→ **本文**
本の処方箋~この人におすすめの一冊~ 応募編
visit:2018/09/14
府中市立中央図書館の企画「本の処方箋 ~この人におすすめの一冊~」にお薦め本を投稿してきました。これは、”○○をしたい”という願望を持つ人に、本を特効薬として処方するというもの。本をラッピングして中身を見えないようにし、テーマ(効能)や使用方法(お薦めコメント)だけで選んで借りるという、言わゆる「本の福袋」企画です。自分からはなかなか手に取らない本と出会えることから、あちこちの図書館で実施されています。
本の福袋企画でよくあるのは、図書館の職員さんが本を選んで包み、利用者に貸し出すというものですが、中に入れる本のアイデアを利用者から募集することもあり、この企画もまさにそのタイプです。まず、2018年8月1日から9月下旬までテーマに沿った本とコメントを募集し、それをもとに「本の処方箋」を作って10月14日から貸出を始めます。この中身の応募をしに行ってきました。
応募用紙は緑色のA5サイズで、図書館のある3階でエスカレーターを降りた正面のテーブルや、3階の特集棚、3,4階の登録カウンターの脇などに置いてあります。見ると、下の4つの効能(テーマ)から1つを選んで、それに合う本を応募するかたちになっています。
- 楽しい気持ちになりたいあなたへ
- モチベーションをあげたいあなたへ
- びっくりしたいあなたへ
- 泣いてスッキリしたいあなたへ
範囲の広いテーマなので、どう楽しいか、どんなびっくりか、などで工夫を凝らせば、いろいろな本が当てはまりそう。応募用紙には、本の情報(書名と著者)のほか、使用方法(コメント)を書く欄があり、どんなときに読んで欲しいなどのメッセージを伝えることができるようになっています。

→ **提示情報**

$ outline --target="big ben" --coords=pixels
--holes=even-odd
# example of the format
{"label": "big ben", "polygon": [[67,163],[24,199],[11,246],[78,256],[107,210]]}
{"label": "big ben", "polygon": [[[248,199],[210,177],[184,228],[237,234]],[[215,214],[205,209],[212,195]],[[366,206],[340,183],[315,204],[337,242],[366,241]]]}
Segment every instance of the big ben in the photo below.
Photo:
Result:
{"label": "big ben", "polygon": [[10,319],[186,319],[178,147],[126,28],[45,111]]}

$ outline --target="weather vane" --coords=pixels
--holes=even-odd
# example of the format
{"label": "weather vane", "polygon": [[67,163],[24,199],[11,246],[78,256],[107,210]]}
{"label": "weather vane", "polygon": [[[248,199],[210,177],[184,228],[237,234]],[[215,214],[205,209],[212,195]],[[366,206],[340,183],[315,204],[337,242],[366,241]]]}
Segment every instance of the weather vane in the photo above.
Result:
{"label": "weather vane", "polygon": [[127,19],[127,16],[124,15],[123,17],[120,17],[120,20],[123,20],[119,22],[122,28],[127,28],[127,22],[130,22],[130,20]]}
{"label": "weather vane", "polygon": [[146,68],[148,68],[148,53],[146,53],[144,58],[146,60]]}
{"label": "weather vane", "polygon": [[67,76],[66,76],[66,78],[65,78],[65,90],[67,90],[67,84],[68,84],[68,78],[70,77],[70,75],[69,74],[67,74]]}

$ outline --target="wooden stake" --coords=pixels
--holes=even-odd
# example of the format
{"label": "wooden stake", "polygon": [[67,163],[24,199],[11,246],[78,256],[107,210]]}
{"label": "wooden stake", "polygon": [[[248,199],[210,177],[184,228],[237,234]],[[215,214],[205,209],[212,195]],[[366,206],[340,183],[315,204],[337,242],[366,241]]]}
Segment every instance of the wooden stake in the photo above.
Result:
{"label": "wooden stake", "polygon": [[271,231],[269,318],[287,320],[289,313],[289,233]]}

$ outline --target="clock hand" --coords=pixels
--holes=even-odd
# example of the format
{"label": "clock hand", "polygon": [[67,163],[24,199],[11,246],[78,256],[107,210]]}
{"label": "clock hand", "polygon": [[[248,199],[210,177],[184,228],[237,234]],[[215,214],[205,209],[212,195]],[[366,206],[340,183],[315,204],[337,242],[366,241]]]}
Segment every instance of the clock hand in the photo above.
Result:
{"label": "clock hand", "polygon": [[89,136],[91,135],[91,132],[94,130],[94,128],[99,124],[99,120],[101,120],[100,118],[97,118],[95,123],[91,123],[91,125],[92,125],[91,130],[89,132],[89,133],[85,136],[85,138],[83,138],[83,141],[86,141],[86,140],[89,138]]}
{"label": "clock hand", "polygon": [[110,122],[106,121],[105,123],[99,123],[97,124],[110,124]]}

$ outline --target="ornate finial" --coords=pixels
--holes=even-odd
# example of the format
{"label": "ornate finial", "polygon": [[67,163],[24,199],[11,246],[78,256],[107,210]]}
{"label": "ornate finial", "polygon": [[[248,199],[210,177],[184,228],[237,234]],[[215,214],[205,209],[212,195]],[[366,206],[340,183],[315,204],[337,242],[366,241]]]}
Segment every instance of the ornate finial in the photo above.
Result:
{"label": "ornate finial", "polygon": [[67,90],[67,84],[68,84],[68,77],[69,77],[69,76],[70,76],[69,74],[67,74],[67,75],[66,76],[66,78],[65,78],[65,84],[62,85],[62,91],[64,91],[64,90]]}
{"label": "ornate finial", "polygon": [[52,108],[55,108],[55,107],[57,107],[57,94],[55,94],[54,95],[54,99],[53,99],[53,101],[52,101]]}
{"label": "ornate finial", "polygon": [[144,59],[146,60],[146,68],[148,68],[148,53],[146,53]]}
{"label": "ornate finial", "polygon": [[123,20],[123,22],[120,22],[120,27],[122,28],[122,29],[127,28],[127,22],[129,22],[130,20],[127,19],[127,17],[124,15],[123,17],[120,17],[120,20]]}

→ **問題**
本文の「応募用紙は緑色のA5サイズで」から「ができるようになっています。」までを、一字一句変えずにすべて書き出しなさい。

→ **解答**
応募用紙は緑色のA5サイズで、図書館のある3階でエスカレーターを降りた正面のテーブルや、3階の特集棚、3,4階の登録カウンターの脇などに置いてあります。見ると、下の4つの効能(テーマ)から1つを選んで、それに合う本を応募するかたちになっています。
- 楽しい気持ちになりたいあなたへ
- モチベーションをあげたいあなたへ
- びっくりしたいあなたへ
- 泣いてスッキリしたいあなたへ
範囲の広いテーマなので、どう楽しいか、どんなびっくりか、などで工夫を凝らせば、いろいろな本が当てはまりそう。応募用紙には、本の情報(書名と著者)のほか、使用方法(コメント)を書く欄があり、どんなときに読んで欲しいなどのメッセージを伝えることができるようになっています。